### TASK GOAL:
Reproduce every record exactly as written.
(RECORDS FOR PROCESSING)
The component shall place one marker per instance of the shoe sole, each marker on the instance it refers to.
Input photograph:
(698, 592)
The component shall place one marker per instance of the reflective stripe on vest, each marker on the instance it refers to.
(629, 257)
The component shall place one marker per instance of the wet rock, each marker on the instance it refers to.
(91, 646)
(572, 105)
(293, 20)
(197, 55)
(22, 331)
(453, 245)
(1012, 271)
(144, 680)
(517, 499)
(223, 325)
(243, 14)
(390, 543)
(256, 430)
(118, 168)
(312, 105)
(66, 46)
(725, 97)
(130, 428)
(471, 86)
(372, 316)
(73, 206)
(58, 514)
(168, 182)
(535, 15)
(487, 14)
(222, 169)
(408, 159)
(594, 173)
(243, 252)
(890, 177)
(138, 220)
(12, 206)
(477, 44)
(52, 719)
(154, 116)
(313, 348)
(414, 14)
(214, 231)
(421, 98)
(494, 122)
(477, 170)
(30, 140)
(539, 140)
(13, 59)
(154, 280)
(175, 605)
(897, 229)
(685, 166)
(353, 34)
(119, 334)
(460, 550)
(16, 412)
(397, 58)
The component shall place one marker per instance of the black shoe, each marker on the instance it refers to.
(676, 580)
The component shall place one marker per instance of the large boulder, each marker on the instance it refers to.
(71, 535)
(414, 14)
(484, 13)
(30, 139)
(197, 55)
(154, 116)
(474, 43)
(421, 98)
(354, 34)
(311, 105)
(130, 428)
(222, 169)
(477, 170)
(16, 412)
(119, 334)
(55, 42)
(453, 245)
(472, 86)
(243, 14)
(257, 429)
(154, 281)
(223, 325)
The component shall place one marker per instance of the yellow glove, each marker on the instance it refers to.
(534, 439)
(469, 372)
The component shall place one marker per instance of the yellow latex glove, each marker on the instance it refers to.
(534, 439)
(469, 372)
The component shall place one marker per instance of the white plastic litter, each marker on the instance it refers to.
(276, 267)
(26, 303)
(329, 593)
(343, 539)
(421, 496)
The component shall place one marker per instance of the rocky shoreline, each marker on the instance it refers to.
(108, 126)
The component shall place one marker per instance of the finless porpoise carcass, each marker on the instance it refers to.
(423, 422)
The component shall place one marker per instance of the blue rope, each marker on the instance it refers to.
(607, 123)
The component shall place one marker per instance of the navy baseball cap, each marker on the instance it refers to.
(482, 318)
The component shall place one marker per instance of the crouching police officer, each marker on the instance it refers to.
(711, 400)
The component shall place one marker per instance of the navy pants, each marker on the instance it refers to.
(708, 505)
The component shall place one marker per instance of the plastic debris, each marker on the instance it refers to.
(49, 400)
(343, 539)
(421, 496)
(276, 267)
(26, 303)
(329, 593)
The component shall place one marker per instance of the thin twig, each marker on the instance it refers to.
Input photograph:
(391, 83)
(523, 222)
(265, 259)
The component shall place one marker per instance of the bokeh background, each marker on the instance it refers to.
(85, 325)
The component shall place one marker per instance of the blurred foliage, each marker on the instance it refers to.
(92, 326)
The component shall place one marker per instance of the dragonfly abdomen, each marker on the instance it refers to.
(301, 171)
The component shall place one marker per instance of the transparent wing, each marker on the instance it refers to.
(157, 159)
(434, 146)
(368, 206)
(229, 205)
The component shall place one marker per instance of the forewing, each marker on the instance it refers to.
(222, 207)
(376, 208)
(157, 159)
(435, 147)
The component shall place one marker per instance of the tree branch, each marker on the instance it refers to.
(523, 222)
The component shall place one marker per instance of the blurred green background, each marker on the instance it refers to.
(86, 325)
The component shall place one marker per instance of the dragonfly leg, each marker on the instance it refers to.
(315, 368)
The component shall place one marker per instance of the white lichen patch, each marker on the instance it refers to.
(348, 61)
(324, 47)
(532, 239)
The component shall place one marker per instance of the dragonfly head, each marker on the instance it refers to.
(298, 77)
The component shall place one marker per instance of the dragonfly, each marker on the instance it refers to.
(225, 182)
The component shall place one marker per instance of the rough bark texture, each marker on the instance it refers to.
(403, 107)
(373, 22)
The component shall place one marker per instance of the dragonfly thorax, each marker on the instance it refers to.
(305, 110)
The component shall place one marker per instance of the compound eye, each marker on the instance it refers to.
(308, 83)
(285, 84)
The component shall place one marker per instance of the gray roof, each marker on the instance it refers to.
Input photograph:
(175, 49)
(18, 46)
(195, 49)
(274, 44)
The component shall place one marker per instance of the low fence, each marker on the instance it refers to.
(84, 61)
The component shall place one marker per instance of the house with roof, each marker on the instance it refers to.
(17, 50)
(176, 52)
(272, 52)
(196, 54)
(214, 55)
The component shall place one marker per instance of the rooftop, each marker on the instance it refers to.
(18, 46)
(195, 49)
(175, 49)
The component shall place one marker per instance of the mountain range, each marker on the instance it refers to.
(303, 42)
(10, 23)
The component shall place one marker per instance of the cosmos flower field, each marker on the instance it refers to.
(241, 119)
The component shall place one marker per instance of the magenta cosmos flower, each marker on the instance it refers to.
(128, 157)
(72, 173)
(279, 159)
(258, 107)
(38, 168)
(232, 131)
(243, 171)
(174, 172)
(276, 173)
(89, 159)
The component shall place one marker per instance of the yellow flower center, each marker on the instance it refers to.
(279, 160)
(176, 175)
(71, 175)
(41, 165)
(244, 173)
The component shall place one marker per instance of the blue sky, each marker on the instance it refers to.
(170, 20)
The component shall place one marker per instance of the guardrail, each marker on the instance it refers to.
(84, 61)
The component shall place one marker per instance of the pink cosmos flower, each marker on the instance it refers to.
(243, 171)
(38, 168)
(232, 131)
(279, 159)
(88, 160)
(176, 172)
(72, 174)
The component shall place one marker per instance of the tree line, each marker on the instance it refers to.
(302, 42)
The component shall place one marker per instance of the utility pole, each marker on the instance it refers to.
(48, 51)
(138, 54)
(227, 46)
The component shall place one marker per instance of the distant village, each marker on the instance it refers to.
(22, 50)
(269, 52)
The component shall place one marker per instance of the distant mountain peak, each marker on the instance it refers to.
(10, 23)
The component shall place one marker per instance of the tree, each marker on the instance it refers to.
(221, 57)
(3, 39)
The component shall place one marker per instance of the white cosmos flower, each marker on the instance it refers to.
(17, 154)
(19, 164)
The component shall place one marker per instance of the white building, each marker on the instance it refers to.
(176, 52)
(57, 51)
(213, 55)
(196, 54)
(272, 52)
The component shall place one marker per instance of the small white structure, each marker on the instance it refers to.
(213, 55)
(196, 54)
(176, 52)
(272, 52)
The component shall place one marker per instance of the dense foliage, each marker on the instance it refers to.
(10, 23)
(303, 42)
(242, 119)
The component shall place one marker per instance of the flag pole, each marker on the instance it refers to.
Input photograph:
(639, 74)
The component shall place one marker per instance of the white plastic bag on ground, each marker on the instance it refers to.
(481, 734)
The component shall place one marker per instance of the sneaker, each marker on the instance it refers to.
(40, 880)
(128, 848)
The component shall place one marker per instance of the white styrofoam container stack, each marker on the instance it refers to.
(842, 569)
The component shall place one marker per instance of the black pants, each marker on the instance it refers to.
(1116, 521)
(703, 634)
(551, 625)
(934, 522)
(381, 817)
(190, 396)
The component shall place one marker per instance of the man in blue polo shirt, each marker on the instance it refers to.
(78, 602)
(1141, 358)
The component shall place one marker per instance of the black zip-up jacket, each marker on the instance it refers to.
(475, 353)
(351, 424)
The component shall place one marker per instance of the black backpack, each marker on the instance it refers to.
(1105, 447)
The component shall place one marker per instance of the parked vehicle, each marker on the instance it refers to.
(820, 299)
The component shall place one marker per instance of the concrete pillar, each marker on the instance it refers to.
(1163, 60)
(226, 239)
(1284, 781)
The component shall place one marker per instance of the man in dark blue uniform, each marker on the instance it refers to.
(End RECORDS FOR PROCESSING)
### RESULT FOR THIS TASK:
The component shall place one marker per instance of the shoe sole, each marker on the instance it refers to.
Input photograph:
(698, 592)
The component shall place one marker per instance of the reflective stripe on vest, each marker on the instance it refers to.
(629, 257)
The component shall place one marker per instance of the wet rock, each marker on the instance it refers to.
(91, 646)
(572, 105)
(293, 20)
(197, 55)
(22, 331)
(453, 245)
(1012, 271)
(144, 680)
(517, 499)
(223, 325)
(243, 14)
(390, 543)
(256, 430)
(118, 168)
(312, 105)
(66, 46)
(725, 97)
(130, 428)
(471, 86)
(372, 316)
(73, 206)
(58, 514)
(168, 182)
(535, 15)
(487, 14)
(222, 169)
(408, 159)
(594, 173)
(243, 252)
(890, 177)
(138, 220)
(12, 206)
(477, 44)
(52, 719)
(154, 116)
(313, 348)
(414, 14)
(214, 231)
(421, 98)
(494, 122)
(477, 170)
(30, 140)
(539, 140)
(13, 59)
(154, 280)
(175, 605)
(897, 229)
(685, 166)
(353, 34)
(119, 334)
(460, 550)
(16, 412)
(397, 58)
The component shall place one marker per instance of the black shoe, each marker on the instance it refers to.
(676, 580)
The component shall place one marker per instance of the large boulder, each marker on the instance it refers to.
(71, 535)
(414, 14)
(484, 13)
(30, 139)
(197, 55)
(154, 116)
(474, 43)
(421, 98)
(354, 34)
(311, 105)
(130, 428)
(222, 169)
(477, 170)
(16, 412)
(119, 334)
(55, 42)
(453, 245)
(472, 86)
(243, 14)
(257, 429)
(154, 281)
(223, 325)
The component shall place one marker per instance of the yellow glove, each marker on the instance it refers to.
(534, 439)
(469, 372)
The component shall place one marker per instance of the yellow latex glove, each marker on the instance it refers to.
(534, 439)
(469, 372)
The component shall place one marker per instance of the white plastic litter, each marker on the instance it refers to.
(276, 267)
(26, 303)
(329, 593)
(343, 539)
(421, 496)
The component shall place one marker per instance of the rocky shoreline, each marker on the instance it refers to.
(108, 126)
The component shall place one marker per instance of the finless porpoise carcass, each marker on the instance it refers to.
(423, 422)
The component shall place one marker per instance of the blue rope, each marker on the instance it refers to.
(607, 123)
The component shall place one marker per instance of the navy baseball cap, each marker on the instance it refers to.
(482, 318)
The component shall place one marker per instance of the crouching police officer, each marker on the instance it refers to.
(711, 400)
The component shall place one marker per instance of the navy pants, each marker on the instance it refers to.
(708, 505)
The component shall place one marker per instance of the plastic debris, each marker on the instance it refers to.
(49, 400)
(343, 539)
(421, 496)
(276, 267)
(26, 303)
(329, 593)
The component shall place one marker per instance of the thin twig, each marker on the instance it refers to.
Input photograph:
(391, 83)
(523, 222)
(265, 259)
The component shall place one marker per instance of the bokeh background, each marker on the instance it refers to.
(85, 325)
The component shall place one marker per instance of the blurred foliage, each marker on the instance it refers to.
(92, 326)
The component shall place one marker per instance of the dragonfly abdomen, each marker on the instance it refers to.
(301, 171)
The component shall place one marker per instance of the transparent wing, each marker on the instance it refers to.
(157, 159)
(434, 146)
(368, 206)
(229, 205)
The component shall place one marker per instance of the forewing, each marker on the instance it refers to.
(222, 207)
(376, 208)
(157, 159)
(435, 147)
The component shall place one marker per instance of the tree branch, each marker on the instance it refers to.
(523, 222)
The component shall place one marker per instance of the blurred green background, each marker on the instance it refers to.
(86, 325)
The component shall place one marker per instance of the dragonfly leg, each marker on the instance it refers to.
(315, 368)
The component shall place one marker per instance of the white lichen patch, each marker on the instance it refers to.
(348, 61)
(324, 47)
(532, 239)
The component shall place one marker per instance of the dragonfly head, each marker on the instance it refers to.
(298, 77)
The component shall place one marker per instance of the dragonfly, each marker on the instance it refers to.
(225, 182)
The component shall place one marker per instance of the rough bark texture, each marker on the instance it refers to.
(403, 107)
(373, 22)
The component shall place one marker per instance of the dragonfly thorax, each marker on the instance it refers to.
(305, 110)
The component shall place one marker per instance of the compound eye, each marker on the instance it refers to.
(308, 83)
(285, 84)
The component shall place one marker per instance of the gray roof, each marker on the instance it refers to.
Input photograph:
(175, 49)
(18, 46)
(195, 49)
(274, 44)
The component shall place one marker per instance of the low fence, each marker on the instance it refers to.
(84, 61)
The component shall place one marker per instance of the house with roof, each marker on the instance it refers to.
(17, 50)
(176, 52)
(272, 52)
(196, 54)
(214, 55)
The component shall place one marker per instance of the rooftop, each marker on the instance it refers to.
(18, 46)
(195, 49)
(175, 49)
The component shall place one marker per instance of the mountain range, each marker on the instance it refers to.
(303, 42)
(10, 23)
The component shall place one marker per instance of the cosmos flower field, each marker on the instance it refers to.
(241, 119)
The component shall place one marker per instance of the magenta cosmos flower, each marker on the instance it refers to.
(128, 157)
(72, 173)
(279, 159)
(258, 107)
(38, 168)
(232, 131)
(243, 171)
(174, 172)
(276, 173)
(89, 159)
The component shall place one marker per instance of the yellow flower center, each marker on the instance it refers to.
(279, 160)
(176, 175)
(71, 175)
(41, 165)
(244, 173)
The component shall place one marker per instance of the blue sky, each marker on the instance it refers to.
(170, 20)
The component shall place one marker per instance of the guardrail, each marker on the instance it refers to.
(84, 61)
The component shall place one marker per instance of the pink cosmos flower, each marker on the instance it refers to.
(243, 171)
(38, 168)
(232, 131)
(279, 159)
(88, 160)
(176, 172)
(72, 174)
The component shall place one marker per instance of the tree line, each marker on the instance it refers to.
(302, 42)
The component shall place one marker per instance of the utility pole, each marker on the instance it refers to.
(48, 51)
(138, 54)
(227, 46)
The component shall place one marker per instance of the distant village, each marker on the instance it refers to.
(22, 50)
(269, 52)
The component shall place one marker per instance of the distant mountain peak, each marker on the instance it refers to.
(10, 23)
The component shall place one marker per instance of the tree, each marker on the instance it refers to.
(221, 57)
(3, 39)
The component shall place one marker per instance of the white cosmos flower, each marker on the instance it refers to.
(17, 154)
(19, 164)
The component shall place one marker per instance of the white building, each marker on the instance it refers to.
(176, 52)
(57, 51)
(213, 55)
(196, 54)
(272, 52)
The component shall place one marker per instance of the small white structure, each marker on the instance it refers to.
(213, 55)
(196, 54)
(176, 52)
(272, 52)
The component shall place one marker per instance of the dense foliage, each marker on the instance it refers to.
(10, 23)
(303, 42)
(242, 119)
The component shall place one marker per instance of the flag pole, each marker on the instance it refers to.
Input photograph:
(639, 74)
The component shall place one marker per instance of the white plastic bag on ground, each marker on the instance it refers to.
(481, 734)
The component shall place one marker per instance of the sneaker, each marker on the instance it refers to.
(40, 880)
(128, 848)
The component shall place one marker per instance of the white styrofoam container stack, each marker on the instance it refers to.
(842, 569)
The component shall place one marker per instance of the black pants, each marker on the instance it refers to.
(1116, 521)
(703, 634)
(551, 625)
(934, 522)
(381, 817)
(190, 396)
The component shall place one marker per instance of the man in blue polo shirt, each marker on the instance it refers to.
(78, 602)
(1141, 358)
The component shall place one marker per instance of the black zip-up jacket, each marker on the instance it refers to.
(475, 353)
(351, 424)
The component shall place one marker per instance of the black backpack, each marker on the instance it refers to.
(1105, 447)
The component shall place one marker per instance of the parked vehicle, each marker on the instance it refers to.
(820, 299)
The component shall place one marker per instance of the concrete pillar, each marker on the instance it refers to.
(1163, 60)
(226, 239)
(1284, 781)
The component shall place one marker per instance of the man in dark blue uniform, each marker on the instance it refers to.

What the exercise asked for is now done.